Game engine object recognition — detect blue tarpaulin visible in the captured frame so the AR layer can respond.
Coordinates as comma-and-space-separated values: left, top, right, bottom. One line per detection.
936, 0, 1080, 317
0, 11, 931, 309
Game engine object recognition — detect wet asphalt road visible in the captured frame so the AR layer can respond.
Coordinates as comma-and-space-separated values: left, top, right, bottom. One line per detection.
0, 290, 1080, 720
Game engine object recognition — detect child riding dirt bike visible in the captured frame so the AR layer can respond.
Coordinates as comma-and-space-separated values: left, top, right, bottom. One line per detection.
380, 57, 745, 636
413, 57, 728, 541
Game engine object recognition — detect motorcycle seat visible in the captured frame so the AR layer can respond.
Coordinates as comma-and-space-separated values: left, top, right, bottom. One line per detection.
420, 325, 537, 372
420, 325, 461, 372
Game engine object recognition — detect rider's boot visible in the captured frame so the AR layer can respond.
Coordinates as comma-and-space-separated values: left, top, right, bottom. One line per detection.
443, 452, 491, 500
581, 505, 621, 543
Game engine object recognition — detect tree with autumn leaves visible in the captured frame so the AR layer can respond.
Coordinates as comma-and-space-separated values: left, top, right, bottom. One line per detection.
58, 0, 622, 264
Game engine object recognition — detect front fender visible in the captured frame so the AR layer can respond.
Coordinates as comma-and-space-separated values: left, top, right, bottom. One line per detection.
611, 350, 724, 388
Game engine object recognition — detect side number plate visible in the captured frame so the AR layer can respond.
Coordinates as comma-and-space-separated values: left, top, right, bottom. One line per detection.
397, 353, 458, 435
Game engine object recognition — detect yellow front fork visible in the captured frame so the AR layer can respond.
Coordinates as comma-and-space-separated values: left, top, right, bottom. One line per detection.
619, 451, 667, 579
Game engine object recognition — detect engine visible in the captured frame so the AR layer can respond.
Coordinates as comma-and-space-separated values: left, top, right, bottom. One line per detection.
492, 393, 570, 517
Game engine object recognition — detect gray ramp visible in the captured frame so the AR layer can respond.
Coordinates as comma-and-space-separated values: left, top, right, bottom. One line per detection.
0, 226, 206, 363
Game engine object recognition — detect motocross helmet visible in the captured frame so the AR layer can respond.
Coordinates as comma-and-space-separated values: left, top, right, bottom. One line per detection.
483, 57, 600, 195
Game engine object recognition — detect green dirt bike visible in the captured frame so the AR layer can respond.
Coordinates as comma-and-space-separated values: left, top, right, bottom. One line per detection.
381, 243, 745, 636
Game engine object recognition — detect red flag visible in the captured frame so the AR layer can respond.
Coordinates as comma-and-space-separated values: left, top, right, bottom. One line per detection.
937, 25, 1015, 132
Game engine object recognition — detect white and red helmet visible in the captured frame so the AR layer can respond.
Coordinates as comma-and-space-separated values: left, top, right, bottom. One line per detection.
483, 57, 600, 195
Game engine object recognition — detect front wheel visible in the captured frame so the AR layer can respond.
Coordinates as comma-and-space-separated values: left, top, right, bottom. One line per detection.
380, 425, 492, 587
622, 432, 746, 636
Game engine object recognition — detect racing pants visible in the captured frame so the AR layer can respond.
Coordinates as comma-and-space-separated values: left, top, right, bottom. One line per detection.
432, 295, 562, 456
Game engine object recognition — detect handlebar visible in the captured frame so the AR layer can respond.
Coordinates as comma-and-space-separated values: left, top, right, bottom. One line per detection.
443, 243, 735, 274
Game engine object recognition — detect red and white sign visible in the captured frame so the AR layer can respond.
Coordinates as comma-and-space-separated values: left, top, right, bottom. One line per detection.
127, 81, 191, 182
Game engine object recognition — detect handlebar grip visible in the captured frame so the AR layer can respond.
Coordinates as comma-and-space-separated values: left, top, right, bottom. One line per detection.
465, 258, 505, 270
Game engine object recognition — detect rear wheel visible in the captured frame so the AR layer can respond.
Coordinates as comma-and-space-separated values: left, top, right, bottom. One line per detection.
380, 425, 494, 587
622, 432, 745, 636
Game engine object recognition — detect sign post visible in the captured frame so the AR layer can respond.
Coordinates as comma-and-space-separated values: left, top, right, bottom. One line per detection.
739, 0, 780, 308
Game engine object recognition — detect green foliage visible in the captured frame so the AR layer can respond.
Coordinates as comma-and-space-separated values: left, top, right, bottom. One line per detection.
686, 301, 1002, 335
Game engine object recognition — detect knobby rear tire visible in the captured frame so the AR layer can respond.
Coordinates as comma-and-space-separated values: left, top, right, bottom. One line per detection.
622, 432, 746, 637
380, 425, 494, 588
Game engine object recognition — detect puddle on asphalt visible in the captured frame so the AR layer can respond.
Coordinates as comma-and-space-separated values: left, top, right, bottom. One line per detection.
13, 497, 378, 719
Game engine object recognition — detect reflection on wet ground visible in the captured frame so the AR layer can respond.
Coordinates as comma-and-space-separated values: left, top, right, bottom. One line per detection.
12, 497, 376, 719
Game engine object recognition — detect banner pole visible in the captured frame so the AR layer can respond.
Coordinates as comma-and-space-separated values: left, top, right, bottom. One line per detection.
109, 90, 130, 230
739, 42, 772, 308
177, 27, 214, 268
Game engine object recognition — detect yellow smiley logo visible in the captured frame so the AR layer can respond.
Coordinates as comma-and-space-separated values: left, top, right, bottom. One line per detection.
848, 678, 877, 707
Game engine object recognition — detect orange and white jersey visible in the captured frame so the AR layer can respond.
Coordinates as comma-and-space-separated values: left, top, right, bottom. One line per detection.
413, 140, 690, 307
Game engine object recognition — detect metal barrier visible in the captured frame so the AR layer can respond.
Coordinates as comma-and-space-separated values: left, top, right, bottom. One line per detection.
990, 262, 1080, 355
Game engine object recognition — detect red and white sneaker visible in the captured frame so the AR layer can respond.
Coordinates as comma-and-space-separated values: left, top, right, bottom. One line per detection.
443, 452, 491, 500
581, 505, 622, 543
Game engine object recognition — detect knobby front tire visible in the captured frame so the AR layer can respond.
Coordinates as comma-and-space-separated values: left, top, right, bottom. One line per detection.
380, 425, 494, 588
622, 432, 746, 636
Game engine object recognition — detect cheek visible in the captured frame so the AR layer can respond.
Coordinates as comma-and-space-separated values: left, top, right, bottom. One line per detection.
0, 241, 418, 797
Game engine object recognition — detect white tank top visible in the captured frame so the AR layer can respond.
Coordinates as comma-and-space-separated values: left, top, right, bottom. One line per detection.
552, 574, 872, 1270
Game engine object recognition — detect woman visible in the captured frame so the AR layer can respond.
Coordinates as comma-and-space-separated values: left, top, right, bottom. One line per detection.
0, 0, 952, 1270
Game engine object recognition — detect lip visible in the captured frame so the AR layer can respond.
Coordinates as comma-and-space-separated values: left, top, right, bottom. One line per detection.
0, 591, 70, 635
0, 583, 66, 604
----------
To be done: Rewrite the entire listing above as a numbered list, leaving out any blank lines.

Answer to the exercise:
1. Game engine object recognition — detect blue tarpaulin visible in the captured frame so the AR layer can respond.
2. Coordinates as comma-and-space-separated values: left, top, right, bottom. One line per detection.
3. 936, 0, 1080, 317
4. 0, 11, 931, 309
5. Game engine object recognition — detect wet asphalt road visible in the captured frame so the AR layer can respond.
6. Coordinates as comma-and-space-separated values: left, top, right, bottom. One line per detection.
7. 0, 290, 1080, 720
8. Game engine object recognition — detect child riding dirt bike visible in the captured frame so the AR layer can respond.
9. Coordinates as comma-and-space-separated values: left, top, right, bottom. One line per detection.
10. 380, 57, 745, 636
11. 413, 57, 728, 541
12. Game engine object recognition — detect motorcycle seat visible in the captured frame so the AR layer can respond.
13. Coordinates as comma-and-space-separated values: left, top, right, bottom. One line per detection.
14. 420, 325, 537, 372
15. 420, 325, 461, 372
16. Game engine object recognition — detect rider's boot visible in the captured frame so the AR layer can respond.
17. Coordinates as comma-and-space-separated values: left, top, right, bottom. One line per detection.
18. 443, 452, 491, 500
19. 581, 505, 621, 543
20. Game engine object recognition — detect tree with autumn leaves visible in the captured frame so the AR layer can respond.
21. Coordinates as comma-and-space-separated values: left, top, right, bottom. One line per detection.
22. 58, 0, 622, 264
23. Game engine object recognition — detect front fender visible in the captured frame so the AR layer can respond.
24. Coordinates as comma-and-space-separated values: left, top, right, bottom. One line per detection.
25. 611, 350, 724, 388
26. Game engine object recognition — detect side number plate visible in the captured frame so the AR layer can respond.
27. Coordinates as comma-and-space-separated values: left, top, right, bottom. One line per detection.
28. 397, 353, 458, 435
29. Game engine object recognition — detect yellow front fork visible in the captured frame so the AR layer can respond.
30. Coordinates as comma-and-space-separated values: left, top, right, bottom. One line per detection.
31. 619, 451, 667, 579
32. Game engine object recognition — detect engine visible in the captured frame so the AR layer can respond.
33. Coordinates as comma-and-space-separated values: left, top, right, bottom. One line per detection.
34. 492, 393, 570, 517
35. Game engine object recognition — detect gray ramp visible in the captured frame so the AR layer can respond.
36. Coordinates as comma-and-space-separated values: left, top, right, bottom. One line per detection.
37. 0, 226, 206, 363
38. Game engine object recognition — detect motocross helmet visible in the captured frame so the AR layer can respond.
39. Coordinates as comma-and-space-separated values: left, top, right, bottom. One line per detection.
40. 483, 57, 600, 195
41. Game engine object recognition — detect green dirt bike visible in the captured frame so the AR layer can respond.
42. Coordinates as comma-and-space-separated values: left, top, right, bottom. One line per detection.
43. 381, 243, 745, 636
44. Game engine object recognition — detect red flag visible in the captured frame so the AR layer can respond.
45. Coordinates as comma-and-space-separated values: left, top, right, bottom. One line per detection.
46. 937, 25, 1015, 132
47. Game engine object recognition — detect white and red helmet visible in the captured frame so the AR layer can respond.
48. Coordinates as comma-and-space-separated values: left, top, right, bottom. One line per detection.
49. 483, 57, 600, 195
50. Game engine object recognition — detect front wheel visible in the captured frame so the AR layer can respond.
51. Coordinates as comma-and-space-separated values: left, top, right, bottom. One line per detection.
52. 380, 425, 492, 587
53. 622, 432, 746, 636
54. Game engine object recognition — detect racing pants visible in the captured frame so the AR layer can respond.
55. Coordinates as comma-and-space-separated values: left, top, right, bottom. One line per detection.
56. 432, 295, 562, 456
57. Game engine object recognition — detect handlebar visible in the captured frame so the AR layer can respond.
58. Coordinates as comma-and-space-separated values: left, top, right, bottom. One line per detection.
59. 443, 243, 735, 274
60. Game engine object recognition — detect red and white sign visible in the captured frame so the AR layer can respond.
61. Coordinates as comma-and-space-separated values: left, top, right, bottom. One line per detection.
62. 127, 81, 191, 182
63. Game engine object recognition — detect handlebar grip visible in the captured frame so the AR layer can respond.
64. Coordinates as comma-and-space-separated values: left, top, right, bottom. One line per detection.
65. 465, 258, 505, 270
66. Game engine object recognition — detect rear wheel visible in the captured frame so the AR layer can respond.
67. Coordinates as comma-and-space-separated values: left, top, right, bottom. One line per detection.
68. 380, 425, 494, 587
69. 622, 432, 745, 636
70. Game engine object recognition — detect sign post visible in the captured frame so the AR layer can respond.
71. Coordinates as comma-and-space-separated values: left, top, right, bottom. One line per detection.
72. 739, 0, 780, 308
73. Game engine object recognition — detect green foliage visible in the captured frame so the AR layer can respond.
74. Coordinates as comma-and-space-separated values: left, top, right, bottom. One line per detection.
75. 686, 301, 1002, 335
76. Game engine object recognition — detect knobby rear tire visible in the captured frame so the AR layer can respond.
77. Coordinates as comma-and-space-separated values: left, top, right, bottom. One line per detection.
78. 622, 432, 746, 637
79. 380, 425, 494, 588
80. Game engine object recognition — detect puddle on asphalt visible in the captured frame so the AR layer can respond.
81. Coordinates as comma-and-space-separated values: left, top, right, bottom. One line per detection.
82. 13, 497, 378, 719
83. Game engine object recognition — detect reflection on wet ground visible in the captured frame so the AR layer can respond.
84. Coordinates as comma-and-space-separated values: left, top, right, bottom. One line per detection.
85. 12, 497, 376, 719
86. Game engine object recognition — detect banner pole visible in the captured frame so the AR layer can respond.
87. Coordinates as comma-and-space-separated values: left, top, right, bottom. One line per detection.
88. 109, 90, 130, 230
89. 739, 42, 772, 308
90. 177, 27, 214, 268
91. Game engine object recognition — detect yellow smiley logo visible in the captured frame so the AR layer can respond.
92. Coordinates as comma-and-space-separated values: left, top, right, bottom. One line per detection.
93. 848, 678, 877, 707
94. Game engine object recognition — detect orange and white jersey visible in the captured frame so the AR layer can respond.
95. Coordinates as comma-and-space-separated values: left, top, right, bottom. One line per detection.
96. 413, 140, 690, 307
97. Game engine object recognition — detect metal barrier visible in the captured frame so the AR layer can respond.
98. Coordinates as comma-and-space-separated values: left, top, right, bottom. One line per detection.
99. 990, 262, 1080, 355
100. Game engine object recognition — detect red and white sneaker visible in the captured frame so the AR layer can respond.
101. Coordinates as comma-and-space-separated values: left, top, right, bottom. One line per detection.
102. 443, 452, 491, 500
103. 581, 505, 622, 543
104. Game engine object recognition — detect knobby front tire visible in the captured frame so the AR layer can respond.
105. Coordinates as comma-and-space-separated values: left, top, right, bottom. One line per detection.
106. 380, 425, 494, 588
107. 622, 432, 746, 636
108. Game engine object recognition — detect cheek visible in the captured frame so the AR layer can respond.
109. Coordinates as comma-and-space-separated values: left, top, right, bottom. One line per detection.
110. 0, 241, 418, 797
111. Game engine object recognition — detect white tank top visible in the captured frame so the AR layer can respond.
112. Coordinates as comma-and-space-separated values: left, top, right, bottom. One line per detection.
113. 552, 574, 872, 1270
114. Game engine object recognition — detect woman visible in the captured frame so the AR layer can respond.
115. Coordinates as comma-and-space-separated values: left, top, right, bottom. One line per detection.
116. 0, 0, 952, 1270
117. Game engine object recognition — detect lip visible in the captured frame so the AR layer can respond.
118. Coordinates as comma-and-space-separated values: left, top, right, bottom. One line per detection.
119. 0, 591, 70, 635
120. 0, 583, 66, 604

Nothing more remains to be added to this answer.